— begin Stored data —
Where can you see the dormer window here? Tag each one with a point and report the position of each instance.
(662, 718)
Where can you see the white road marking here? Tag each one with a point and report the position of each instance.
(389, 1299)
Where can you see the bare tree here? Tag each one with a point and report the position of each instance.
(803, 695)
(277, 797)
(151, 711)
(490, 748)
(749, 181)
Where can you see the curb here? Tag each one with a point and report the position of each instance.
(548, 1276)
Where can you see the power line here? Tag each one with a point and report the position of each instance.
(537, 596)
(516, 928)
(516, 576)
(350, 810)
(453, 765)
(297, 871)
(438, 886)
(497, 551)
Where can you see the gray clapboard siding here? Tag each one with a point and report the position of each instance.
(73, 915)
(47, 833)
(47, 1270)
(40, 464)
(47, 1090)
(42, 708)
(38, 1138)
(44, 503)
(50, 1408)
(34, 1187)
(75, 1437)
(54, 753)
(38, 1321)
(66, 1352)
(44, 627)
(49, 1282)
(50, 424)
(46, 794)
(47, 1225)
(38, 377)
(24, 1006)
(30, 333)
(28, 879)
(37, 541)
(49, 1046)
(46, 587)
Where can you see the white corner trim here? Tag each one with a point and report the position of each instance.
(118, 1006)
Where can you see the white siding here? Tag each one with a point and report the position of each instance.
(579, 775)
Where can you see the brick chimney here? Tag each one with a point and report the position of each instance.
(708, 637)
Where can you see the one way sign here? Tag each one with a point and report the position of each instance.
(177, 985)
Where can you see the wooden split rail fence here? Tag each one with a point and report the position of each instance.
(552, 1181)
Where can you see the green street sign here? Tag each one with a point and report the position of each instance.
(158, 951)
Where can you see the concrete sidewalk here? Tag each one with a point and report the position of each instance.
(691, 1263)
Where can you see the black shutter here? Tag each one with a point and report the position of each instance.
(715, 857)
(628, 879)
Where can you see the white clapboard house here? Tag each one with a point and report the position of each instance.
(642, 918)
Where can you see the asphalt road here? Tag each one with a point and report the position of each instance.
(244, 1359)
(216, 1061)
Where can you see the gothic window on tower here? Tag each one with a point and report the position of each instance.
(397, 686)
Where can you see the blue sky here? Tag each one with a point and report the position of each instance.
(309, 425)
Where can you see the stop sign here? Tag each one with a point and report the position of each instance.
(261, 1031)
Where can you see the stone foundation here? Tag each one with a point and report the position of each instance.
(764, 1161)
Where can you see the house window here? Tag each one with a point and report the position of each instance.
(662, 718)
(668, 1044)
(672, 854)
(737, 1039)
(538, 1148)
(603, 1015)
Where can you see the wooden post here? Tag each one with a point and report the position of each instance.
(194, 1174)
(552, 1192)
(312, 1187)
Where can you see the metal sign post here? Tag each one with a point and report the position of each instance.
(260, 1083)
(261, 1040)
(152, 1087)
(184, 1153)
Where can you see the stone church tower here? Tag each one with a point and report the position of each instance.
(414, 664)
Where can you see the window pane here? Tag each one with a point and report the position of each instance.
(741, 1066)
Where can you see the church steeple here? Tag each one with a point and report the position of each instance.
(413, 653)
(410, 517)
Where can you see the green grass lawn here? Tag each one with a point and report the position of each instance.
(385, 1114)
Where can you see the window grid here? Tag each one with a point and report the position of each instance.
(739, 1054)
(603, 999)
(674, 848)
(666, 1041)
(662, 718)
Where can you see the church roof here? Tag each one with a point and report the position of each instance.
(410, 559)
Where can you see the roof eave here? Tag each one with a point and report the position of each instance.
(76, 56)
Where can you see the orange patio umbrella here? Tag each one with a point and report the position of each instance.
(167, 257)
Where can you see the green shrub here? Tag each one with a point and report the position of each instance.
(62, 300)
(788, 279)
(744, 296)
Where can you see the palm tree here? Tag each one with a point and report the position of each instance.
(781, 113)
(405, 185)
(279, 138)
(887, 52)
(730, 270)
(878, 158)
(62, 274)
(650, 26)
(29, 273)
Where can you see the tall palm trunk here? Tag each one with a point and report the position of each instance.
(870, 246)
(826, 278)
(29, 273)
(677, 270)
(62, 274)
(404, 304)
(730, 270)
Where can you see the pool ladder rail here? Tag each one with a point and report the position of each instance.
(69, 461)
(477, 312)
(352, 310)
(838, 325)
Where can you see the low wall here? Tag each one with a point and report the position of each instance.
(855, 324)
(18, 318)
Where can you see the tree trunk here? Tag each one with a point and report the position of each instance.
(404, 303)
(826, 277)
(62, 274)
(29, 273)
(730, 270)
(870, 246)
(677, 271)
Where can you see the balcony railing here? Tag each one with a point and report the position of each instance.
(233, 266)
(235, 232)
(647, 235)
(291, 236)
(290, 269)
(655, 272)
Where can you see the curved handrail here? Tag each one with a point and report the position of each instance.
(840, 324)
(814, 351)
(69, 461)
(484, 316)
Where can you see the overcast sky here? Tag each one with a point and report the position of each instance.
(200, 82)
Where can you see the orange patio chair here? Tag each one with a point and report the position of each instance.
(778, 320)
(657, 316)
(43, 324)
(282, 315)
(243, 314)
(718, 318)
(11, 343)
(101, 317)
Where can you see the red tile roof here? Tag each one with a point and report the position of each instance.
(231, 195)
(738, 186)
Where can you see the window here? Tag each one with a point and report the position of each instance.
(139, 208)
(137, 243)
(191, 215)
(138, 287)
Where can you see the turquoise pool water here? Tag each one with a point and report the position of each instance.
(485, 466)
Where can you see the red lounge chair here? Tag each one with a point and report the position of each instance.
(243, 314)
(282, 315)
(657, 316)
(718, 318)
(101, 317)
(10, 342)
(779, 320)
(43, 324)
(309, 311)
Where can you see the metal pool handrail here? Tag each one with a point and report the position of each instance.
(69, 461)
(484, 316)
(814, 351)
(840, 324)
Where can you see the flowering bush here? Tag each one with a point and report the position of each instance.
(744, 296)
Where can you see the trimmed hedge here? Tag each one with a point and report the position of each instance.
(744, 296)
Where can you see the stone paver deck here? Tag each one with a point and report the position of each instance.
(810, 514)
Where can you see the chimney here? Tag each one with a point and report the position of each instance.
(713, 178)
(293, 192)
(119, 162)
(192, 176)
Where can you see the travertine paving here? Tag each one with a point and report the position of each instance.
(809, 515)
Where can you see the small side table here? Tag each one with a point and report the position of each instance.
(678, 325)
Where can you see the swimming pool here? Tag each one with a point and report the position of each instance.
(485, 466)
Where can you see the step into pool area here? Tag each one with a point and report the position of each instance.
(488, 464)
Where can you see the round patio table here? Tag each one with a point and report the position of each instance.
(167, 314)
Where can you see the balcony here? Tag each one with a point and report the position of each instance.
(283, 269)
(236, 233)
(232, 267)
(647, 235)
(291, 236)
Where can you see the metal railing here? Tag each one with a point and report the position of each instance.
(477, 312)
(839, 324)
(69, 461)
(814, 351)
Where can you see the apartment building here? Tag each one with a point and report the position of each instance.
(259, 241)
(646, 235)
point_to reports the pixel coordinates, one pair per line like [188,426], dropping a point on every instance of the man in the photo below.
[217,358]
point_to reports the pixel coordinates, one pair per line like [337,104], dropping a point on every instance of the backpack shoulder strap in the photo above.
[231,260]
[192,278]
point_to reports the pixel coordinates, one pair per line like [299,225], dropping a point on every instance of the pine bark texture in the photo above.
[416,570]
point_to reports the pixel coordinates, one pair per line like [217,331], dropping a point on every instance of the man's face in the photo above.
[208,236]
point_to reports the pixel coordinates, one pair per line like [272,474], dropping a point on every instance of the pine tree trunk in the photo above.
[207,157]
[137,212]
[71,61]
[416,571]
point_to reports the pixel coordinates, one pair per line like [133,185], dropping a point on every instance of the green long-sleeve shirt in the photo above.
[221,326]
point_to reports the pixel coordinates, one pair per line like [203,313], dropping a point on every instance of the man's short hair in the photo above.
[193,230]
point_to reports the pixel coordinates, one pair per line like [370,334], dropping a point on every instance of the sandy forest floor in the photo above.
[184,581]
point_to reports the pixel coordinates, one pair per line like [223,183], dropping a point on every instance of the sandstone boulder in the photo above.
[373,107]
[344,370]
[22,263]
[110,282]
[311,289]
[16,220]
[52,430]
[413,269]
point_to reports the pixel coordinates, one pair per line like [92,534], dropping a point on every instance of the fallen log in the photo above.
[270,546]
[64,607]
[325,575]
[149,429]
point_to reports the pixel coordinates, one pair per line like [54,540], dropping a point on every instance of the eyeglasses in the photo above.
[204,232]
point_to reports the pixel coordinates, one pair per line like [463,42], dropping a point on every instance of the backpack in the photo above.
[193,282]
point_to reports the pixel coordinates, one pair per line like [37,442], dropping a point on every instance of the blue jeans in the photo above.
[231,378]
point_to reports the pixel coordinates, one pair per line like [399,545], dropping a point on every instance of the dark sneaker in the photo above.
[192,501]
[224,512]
— end Stored data —
Exercise instructions: Copy the entries from the start through the line containing "(389, 1299)", renaming "dormer window" to "attic window" and keeping everything else the same.

Written reply:
Where can you see the attic window here? Tag each one with a point and report the position of each instance.
(662, 718)
Where can you see the white road marking here? Tag each one with a point and report the position of each instance.
(389, 1299)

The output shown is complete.